■ **Consigne**:
Renvoie, sans rien y changer, le passage de l'extrait sur les enfants autistes qui va de "On a longtemps" à "donner à voir.".

On a longtemps pensé que les enfants autistes l’étaient de par leur mère et le fonctionnement psychique de celle-ci. On sait les souffrances que cette position – désormais intenable – a pu susciter. Les plus résistants d’entre nous seraient certainement mis à mal par le fait de vivre au quotidien avec un enfant autiste. Personne ne surait donc méconnaître le chagrin des parents et personne, en dehors des juges, n’a le droit de condamner l’acte tragique et désespéré d’une mère meurtrière de son enfant autiste, tel que l’actualité vient de nous le donner à voir.

■ **Extraits de données**:
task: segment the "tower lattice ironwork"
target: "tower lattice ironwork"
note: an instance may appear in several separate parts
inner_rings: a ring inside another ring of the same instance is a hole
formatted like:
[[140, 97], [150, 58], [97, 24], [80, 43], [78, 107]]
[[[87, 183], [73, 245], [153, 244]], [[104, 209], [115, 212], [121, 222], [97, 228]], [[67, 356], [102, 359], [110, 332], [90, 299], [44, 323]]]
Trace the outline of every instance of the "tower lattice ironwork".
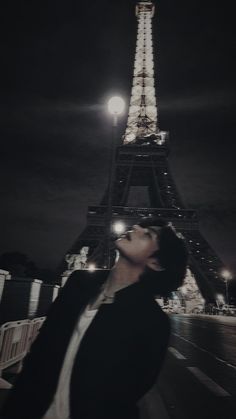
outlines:
[[[193, 311], [203, 298], [213, 302], [217, 294], [225, 294], [220, 274], [224, 266], [200, 233], [196, 211], [185, 207], [169, 167], [168, 132], [158, 126], [152, 44], [154, 12], [151, 1], [136, 5], [138, 30], [132, 92], [123, 143], [116, 147], [112, 188], [107, 188], [100, 205], [88, 208], [87, 226], [68, 255], [79, 255], [81, 249], [88, 248], [88, 260], [100, 268], [107, 267], [106, 214], [110, 190], [112, 222], [119, 220], [132, 226], [142, 216], [155, 215], [172, 222], [185, 237], [190, 263], [178, 297], [185, 304], [188, 302], [189, 311]], [[113, 257], [113, 250], [110, 252]]]

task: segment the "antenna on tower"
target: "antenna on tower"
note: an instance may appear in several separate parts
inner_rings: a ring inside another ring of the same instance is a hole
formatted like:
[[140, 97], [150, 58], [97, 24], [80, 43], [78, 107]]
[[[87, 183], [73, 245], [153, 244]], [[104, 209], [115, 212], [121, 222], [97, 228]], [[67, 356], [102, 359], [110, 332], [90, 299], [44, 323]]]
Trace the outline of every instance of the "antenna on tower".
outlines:
[[167, 132], [158, 127], [155, 95], [154, 60], [152, 45], [152, 18], [155, 6], [151, 1], [136, 5], [138, 20], [133, 85], [124, 144], [162, 145]]

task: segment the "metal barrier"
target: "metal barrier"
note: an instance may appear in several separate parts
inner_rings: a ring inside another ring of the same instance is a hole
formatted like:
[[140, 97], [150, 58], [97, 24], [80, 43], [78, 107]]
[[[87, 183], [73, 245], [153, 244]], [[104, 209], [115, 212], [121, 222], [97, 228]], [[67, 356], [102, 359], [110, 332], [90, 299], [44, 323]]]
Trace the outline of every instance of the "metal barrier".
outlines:
[[36, 338], [40, 327], [42, 326], [44, 320], [46, 319], [46, 316], [44, 317], [37, 317], [36, 319], [31, 320], [30, 329], [29, 329], [29, 335], [28, 335], [28, 347], [27, 351], [30, 350], [30, 347]]
[[0, 327], [0, 377], [5, 368], [21, 361], [36, 338], [45, 317], [8, 322]]

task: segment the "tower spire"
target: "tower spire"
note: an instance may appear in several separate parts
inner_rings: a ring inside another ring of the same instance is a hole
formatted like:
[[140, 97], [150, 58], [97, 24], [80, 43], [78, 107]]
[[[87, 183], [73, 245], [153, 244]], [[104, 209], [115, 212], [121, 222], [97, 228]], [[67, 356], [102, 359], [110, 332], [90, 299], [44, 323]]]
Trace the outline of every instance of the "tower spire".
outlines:
[[136, 5], [138, 32], [134, 61], [133, 85], [124, 144], [162, 144], [166, 133], [158, 127], [157, 101], [155, 95], [154, 60], [152, 46], [152, 18], [155, 6], [152, 1]]

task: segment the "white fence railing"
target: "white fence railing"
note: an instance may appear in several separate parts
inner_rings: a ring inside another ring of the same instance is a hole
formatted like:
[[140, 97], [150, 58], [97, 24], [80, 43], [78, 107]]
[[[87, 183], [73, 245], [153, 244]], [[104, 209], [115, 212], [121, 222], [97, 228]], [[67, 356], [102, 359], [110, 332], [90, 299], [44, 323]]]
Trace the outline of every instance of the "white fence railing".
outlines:
[[46, 317], [4, 323], [0, 327], [0, 377], [29, 351]]

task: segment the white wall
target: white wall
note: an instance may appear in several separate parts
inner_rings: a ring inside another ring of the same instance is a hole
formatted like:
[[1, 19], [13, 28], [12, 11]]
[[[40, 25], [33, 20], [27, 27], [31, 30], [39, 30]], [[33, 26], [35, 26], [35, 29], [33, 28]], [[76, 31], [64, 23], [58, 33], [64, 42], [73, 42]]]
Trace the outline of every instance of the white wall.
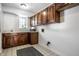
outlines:
[[2, 52], [2, 6], [0, 4], [0, 53]]
[[11, 30], [18, 29], [19, 18], [17, 15], [4, 13], [3, 14], [3, 32], [9, 32]]
[[17, 8], [7, 7], [7, 6], [2, 6], [2, 9], [5, 12], [14, 13], [18, 16], [31, 16], [33, 14], [32, 12], [24, 11]]
[[[60, 55], [79, 56], [79, 6], [62, 11], [61, 20], [63, 23], [38, 26], [40, 32], [39, 44], [51, 44], [49, 48]], [[45, 32], [41, 32], [44, 28]]]
[[[27, 12], [21, 9], [16, 9], [12, 7], [2, 6], [3, 10], [3, 28], [2, 32], [11, 32], [13, 31], [23, 31], [19, 29], [19, 17], [26, 17], [26, 24], [29, 21], [28, 16], [31, 16], [33, 13]], [[27, 24], [28, 25], [28, 24]], [[25, 29], [24, 29], [25, 30]]]

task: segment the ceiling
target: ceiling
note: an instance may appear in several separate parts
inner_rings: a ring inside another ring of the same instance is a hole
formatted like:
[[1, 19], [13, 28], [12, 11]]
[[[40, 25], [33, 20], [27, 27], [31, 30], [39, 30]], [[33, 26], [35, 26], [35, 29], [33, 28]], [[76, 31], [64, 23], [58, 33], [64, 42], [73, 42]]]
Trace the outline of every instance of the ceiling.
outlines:
[[28, 9], [22, 9], [20, 7], [20, 4], [21, 3], [2, 3], [2, 6], [17, 8], [17, 9], [21, 9], [21, 10], [24, 10], [24, 11], [36, 13], [39, 10], [41, 10], [41, 9], [45, 8], [46, 6], [48, 6], [51, 3], [26, 3], [26, 4], [29, 5]]

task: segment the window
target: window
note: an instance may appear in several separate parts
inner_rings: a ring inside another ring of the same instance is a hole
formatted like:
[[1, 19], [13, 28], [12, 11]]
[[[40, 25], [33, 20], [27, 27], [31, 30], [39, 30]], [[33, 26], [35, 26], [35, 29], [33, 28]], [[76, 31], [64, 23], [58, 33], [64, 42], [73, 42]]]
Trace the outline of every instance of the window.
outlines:
[[26, 28], [26, 17], [19, 18], [19, 28]]

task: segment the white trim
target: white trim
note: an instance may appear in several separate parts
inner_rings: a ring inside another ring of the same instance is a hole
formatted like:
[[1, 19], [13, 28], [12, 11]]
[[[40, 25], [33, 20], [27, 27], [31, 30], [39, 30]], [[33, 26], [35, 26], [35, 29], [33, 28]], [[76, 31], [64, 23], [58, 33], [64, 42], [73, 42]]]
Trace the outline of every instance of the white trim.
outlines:
[[43, 46], [43, 47], [45, 47], [45, 48], [51, 50], [52, 52], [55, 52], [55, 53], [58, 54], [59, 56], [66, 56], [65, 54], [61, 53], [61, 52], [58, 51], [57, 49], [51, 49], [51, 48], [49, 48], [48, 46], [46, 46], [46, 45], [44, 45], [44, 44], [39, 44], [39, 45], [41, 45], [41, 46]]

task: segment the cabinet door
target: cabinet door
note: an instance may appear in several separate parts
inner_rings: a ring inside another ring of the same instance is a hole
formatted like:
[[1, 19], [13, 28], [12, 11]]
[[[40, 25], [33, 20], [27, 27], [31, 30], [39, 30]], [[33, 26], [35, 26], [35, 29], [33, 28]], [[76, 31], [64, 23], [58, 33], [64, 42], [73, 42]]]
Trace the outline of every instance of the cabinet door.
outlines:
[[30, 43], [37, 44], [38, 43], [38, 32], [32, 32], [30, 33], [30, 36], [31, 36]]
[[55, 5], [48, 7], [48, 23], [55, 22]]
[[42, 24], [47, 23], [47, 9], [42, 11]]

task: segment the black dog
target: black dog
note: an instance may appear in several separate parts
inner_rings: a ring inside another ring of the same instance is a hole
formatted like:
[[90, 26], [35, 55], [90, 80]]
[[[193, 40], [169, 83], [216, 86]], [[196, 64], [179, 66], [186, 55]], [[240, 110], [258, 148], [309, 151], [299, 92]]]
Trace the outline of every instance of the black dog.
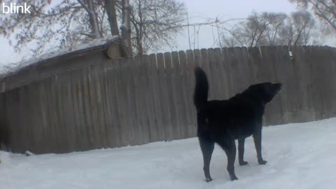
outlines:
[[265, 164], [261, 155], [261, 130], [265, 104], [280, 90], [281, 83], [263, 83], [251, 85], [243, 92], [227, 100], [207, 101], [209, 83], [206, 75], [200, 67], [195, 69], [196, 86], [194, 104], [197, 112], [197, 136], [203, 154], [206, 181], [212, 180], [209, 165], [214, 143], [225, 150], [227, 156], [227, 171], [231, 180], [237, 179], [234, 174], [236, 145], [240, 165], [244, 160], [245, 138], [253, 135], [258, 162]]

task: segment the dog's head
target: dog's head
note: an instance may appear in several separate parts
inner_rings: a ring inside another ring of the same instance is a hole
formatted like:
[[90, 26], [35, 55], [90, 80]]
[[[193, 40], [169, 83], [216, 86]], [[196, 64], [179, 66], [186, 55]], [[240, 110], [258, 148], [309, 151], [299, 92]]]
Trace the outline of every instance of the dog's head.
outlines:
[[264, 104], [270, 102], [281, 89], [281, 83], [262, 83], [251, 85], [248, 90], [253, 96], [258, 96]]

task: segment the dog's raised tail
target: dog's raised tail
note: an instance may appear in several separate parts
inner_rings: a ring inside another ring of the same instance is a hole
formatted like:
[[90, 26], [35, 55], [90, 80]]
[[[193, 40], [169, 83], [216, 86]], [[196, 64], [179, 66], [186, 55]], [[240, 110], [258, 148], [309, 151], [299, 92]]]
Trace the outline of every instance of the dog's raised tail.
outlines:
[[209, 83], [204, 71], [200, 67], [195, 69], [196, 84], [194, 93], [194, 104], [197, 111], [208, 101]]

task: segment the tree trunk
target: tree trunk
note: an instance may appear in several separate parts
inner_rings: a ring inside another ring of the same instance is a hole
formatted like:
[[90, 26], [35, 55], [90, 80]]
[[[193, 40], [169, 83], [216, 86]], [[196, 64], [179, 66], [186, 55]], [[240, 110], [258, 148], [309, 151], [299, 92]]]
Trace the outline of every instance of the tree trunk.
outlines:
[[108, 18], [112, 36], [119, 36], [119, 28], [118, 27], [115, 11], [115, 0], [105, 0], [105, 9]]
[[124, 44], [125, 51], [127, 57], [131, 57], [132, 43], [131, 43], [131, 12], [129, 0], [122, 1], [122, 26], [121, 27], [121, 33], [122, 43]]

■ **Travail rendu**:
On a longtemps pensé que les enfants autistes l’étaient de par leur mère et le fonctionnement psychique de celle-ci. On sait les souffrances que cette position – désormais intenable – a pu susciter. Les plus résistants d’entre nous seraient certainement mis à mal par le fait de vivre au quotidien avec un enfant autiste. Personne ne surait donc méconnaître le chagrin des parents et personne, en dehors des juges, n’a le droit de condamner l’acte tragique et désespéré d’une mère meurtrière de son enfant autiste, tel que l’actualité vient de nous le donner à voir.